● WHAT THIS TASK INVOLVES:
Reproduce exactly, from the data that follows, the line with "locate: string light", the line with "locate: cherry tomato", and every line that lies between them.

● Source records:
= Beginning of Section =
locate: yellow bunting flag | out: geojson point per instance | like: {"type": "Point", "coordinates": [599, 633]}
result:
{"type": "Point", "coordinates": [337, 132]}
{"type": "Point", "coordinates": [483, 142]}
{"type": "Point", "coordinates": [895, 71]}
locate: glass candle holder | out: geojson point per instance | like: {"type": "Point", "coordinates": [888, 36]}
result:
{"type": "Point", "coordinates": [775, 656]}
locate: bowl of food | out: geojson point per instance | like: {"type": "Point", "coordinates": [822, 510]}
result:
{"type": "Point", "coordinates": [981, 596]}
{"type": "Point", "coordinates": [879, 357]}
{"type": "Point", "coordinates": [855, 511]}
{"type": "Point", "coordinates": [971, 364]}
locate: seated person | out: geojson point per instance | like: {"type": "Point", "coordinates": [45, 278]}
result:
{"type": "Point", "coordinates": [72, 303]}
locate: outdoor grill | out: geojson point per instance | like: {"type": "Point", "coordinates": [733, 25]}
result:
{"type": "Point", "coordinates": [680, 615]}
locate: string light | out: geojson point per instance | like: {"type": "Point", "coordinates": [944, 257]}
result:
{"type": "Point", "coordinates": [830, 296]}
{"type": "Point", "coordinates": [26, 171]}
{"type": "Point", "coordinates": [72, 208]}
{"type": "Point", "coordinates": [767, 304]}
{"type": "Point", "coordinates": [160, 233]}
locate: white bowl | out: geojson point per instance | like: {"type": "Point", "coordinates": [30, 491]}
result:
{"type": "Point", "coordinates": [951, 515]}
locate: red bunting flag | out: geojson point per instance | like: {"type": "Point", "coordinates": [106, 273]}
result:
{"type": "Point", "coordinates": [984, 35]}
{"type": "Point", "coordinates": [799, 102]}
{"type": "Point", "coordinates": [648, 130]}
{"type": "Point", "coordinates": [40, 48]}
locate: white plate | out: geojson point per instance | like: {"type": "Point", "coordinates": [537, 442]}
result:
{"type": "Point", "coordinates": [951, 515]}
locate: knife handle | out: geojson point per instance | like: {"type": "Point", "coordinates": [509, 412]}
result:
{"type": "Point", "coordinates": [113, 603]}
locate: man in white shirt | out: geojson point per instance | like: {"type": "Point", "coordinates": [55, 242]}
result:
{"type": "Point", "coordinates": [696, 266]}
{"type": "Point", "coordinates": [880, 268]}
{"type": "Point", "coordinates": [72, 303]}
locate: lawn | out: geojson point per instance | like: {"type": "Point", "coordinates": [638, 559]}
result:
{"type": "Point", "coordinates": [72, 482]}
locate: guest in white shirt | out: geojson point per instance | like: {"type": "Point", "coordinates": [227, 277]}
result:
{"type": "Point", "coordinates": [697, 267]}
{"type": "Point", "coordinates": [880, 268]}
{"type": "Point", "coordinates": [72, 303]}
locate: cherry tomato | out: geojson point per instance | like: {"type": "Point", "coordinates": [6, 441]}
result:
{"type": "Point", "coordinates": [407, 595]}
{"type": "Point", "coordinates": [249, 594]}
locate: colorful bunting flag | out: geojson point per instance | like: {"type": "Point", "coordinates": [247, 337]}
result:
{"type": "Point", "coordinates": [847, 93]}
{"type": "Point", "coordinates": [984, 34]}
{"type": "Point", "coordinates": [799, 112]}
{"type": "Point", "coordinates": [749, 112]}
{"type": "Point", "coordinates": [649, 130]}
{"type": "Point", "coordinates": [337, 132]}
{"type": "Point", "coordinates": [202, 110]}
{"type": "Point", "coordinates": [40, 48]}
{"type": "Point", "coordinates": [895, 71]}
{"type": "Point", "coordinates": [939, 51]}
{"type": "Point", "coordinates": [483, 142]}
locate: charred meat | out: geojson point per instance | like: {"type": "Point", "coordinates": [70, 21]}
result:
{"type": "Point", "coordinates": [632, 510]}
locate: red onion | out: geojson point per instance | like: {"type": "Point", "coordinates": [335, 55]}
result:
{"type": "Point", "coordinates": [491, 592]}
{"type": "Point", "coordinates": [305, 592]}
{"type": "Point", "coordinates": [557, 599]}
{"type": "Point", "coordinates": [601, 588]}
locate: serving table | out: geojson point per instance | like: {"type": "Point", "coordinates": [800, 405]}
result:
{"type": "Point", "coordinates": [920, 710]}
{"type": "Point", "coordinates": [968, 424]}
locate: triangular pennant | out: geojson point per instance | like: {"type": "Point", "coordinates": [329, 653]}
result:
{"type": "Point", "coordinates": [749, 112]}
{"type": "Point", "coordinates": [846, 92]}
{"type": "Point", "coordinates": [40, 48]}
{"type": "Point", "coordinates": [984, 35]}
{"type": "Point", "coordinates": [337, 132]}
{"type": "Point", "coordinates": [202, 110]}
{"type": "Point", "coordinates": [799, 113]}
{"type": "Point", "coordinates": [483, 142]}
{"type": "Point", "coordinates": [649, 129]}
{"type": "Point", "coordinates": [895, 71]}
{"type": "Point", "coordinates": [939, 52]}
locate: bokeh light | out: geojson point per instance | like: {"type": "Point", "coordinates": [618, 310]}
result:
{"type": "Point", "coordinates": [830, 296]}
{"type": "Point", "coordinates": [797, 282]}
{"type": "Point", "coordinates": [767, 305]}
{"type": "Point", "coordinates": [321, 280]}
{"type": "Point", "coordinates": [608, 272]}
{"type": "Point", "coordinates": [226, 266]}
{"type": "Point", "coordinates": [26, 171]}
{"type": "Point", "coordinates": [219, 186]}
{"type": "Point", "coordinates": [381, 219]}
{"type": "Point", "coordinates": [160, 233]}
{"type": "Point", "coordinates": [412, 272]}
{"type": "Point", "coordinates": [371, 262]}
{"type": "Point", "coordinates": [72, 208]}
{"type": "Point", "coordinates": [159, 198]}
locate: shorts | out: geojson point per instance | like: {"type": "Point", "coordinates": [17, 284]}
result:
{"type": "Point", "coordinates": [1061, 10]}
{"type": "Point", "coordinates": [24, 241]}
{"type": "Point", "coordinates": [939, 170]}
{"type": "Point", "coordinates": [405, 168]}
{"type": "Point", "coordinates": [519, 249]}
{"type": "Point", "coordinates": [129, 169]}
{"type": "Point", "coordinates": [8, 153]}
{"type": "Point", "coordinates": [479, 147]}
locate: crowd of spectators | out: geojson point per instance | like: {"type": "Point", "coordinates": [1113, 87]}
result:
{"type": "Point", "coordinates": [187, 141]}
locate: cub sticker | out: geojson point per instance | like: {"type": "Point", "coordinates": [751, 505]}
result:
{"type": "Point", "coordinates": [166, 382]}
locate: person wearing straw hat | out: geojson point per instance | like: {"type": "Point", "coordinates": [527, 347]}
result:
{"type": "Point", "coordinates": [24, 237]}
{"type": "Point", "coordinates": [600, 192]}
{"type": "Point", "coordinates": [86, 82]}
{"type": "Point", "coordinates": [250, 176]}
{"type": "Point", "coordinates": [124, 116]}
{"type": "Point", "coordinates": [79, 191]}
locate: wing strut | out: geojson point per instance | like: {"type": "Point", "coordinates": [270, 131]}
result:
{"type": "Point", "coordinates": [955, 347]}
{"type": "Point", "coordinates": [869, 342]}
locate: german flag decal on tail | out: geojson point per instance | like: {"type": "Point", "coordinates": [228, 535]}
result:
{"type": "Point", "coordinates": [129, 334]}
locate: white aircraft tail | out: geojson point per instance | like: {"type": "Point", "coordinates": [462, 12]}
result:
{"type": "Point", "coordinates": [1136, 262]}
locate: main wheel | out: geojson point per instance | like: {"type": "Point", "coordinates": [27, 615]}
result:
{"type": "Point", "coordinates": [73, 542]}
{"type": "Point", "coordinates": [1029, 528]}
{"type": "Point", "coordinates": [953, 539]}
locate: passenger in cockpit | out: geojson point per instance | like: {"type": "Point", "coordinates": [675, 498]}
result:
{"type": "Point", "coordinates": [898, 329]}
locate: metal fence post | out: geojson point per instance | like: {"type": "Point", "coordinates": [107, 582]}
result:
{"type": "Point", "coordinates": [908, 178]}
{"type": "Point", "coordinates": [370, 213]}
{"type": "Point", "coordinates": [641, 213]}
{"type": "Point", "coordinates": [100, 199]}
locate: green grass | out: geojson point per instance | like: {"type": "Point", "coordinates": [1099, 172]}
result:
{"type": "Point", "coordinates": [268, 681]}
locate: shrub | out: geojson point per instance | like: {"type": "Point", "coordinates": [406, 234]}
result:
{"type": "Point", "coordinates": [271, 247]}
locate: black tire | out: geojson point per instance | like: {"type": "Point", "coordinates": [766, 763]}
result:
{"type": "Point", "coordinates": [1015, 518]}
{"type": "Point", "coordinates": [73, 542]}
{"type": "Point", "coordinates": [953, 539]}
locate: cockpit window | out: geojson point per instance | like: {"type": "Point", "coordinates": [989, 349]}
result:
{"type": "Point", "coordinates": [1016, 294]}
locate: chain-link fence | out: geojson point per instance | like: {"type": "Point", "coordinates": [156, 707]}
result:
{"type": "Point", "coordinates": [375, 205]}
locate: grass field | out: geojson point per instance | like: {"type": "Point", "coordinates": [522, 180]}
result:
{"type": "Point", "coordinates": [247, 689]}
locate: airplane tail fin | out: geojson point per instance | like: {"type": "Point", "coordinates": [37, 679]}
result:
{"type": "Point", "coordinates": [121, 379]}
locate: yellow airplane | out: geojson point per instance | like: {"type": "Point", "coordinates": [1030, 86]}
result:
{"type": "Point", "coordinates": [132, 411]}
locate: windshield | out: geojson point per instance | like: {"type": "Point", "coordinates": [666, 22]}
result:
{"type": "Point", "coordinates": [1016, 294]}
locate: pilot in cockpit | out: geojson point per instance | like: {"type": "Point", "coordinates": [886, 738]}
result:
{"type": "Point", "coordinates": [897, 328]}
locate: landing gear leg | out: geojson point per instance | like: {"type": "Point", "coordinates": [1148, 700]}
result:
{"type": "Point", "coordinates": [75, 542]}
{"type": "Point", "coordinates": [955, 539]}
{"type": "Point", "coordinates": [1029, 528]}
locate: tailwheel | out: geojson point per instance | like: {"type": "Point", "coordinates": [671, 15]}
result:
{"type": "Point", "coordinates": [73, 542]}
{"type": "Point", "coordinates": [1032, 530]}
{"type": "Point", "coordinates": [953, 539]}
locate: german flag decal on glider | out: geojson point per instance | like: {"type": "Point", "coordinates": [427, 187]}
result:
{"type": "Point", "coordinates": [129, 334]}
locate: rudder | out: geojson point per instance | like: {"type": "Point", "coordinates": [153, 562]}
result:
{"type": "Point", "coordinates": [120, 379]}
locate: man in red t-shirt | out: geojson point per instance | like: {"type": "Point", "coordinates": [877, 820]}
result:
= End of Section =
● RESPONSE BELOW:
locate: string light | out: geojson point per instance | like: {"type": "Point", "coordinates": [944, 257]}
result:
{"type": "Point", "coordinates": [830, 296]}
{"type": "Point", "coordinates": [26, 171]}
{"type": "Point", "coordinates": [72, 208]}
{"type": "Point", "coordinates": [767, 304]}
{"type": "Point", "coordinates": [160, 233]}
locate: white bowl | out: geojson point per instance | like: {"type": "Point", "coordinates": [30, 491]}
result:
{"type": "Point", "coordinates": [951, 515]}
locate: red bunting flag | out: geojson point per instance | like: {"type": "Point", "coordinates": [106, 273]}
result:
{"type": "Point", "coordinates": [984, 35]}
{"type": "Point", "coordinates": [799, 102]}
{"type": "Point", "coordinates": [648, 130]}
{"type": "Point", "coordinates": [40, 48]}
locate: white plate | out: geojson point per instance | like: {"type": "Point", "coordinates": [537, 442]}
result:
{"type": "Point", "coordinates": [951, 515]}
locate: knife handle | out: geojson point per instance | like: {"type": "Point", "coordinates": [509, 412]}
result:
{"type": "Point", "coordinates": [113, 603]}
locate: man in white shirt | out: geojson point per instance | like: {"type": "Point", "coordinates": [55, 242]}
result:
{"type": "Point", "coordinates": [696, 266]}
{"type": "Point", "coordinates": [880, 268]}
{"type": "Point", "coordinates": [72, 303]}
locate: lawn | out: geojson point per instance | like: {"type": "Point", "coordinates": [638, 559]}
result:
{"type": "Point", "coordinates": [72, 482]}
locate: guest in white shirt | out: geojson point per instance | like: {"type": "Point", "coordinates": [227, 277]}
result:
{"type": "Point", "coordinates": [697, 267]}
{"type": "Point", "coordinates": [880, 268]}
{"type": "Point", "coordinates": [72, 303]}
locate: cherry tomato | out: geojson point per instance | like: {"type": "Point", "coordinates": [6, 441]}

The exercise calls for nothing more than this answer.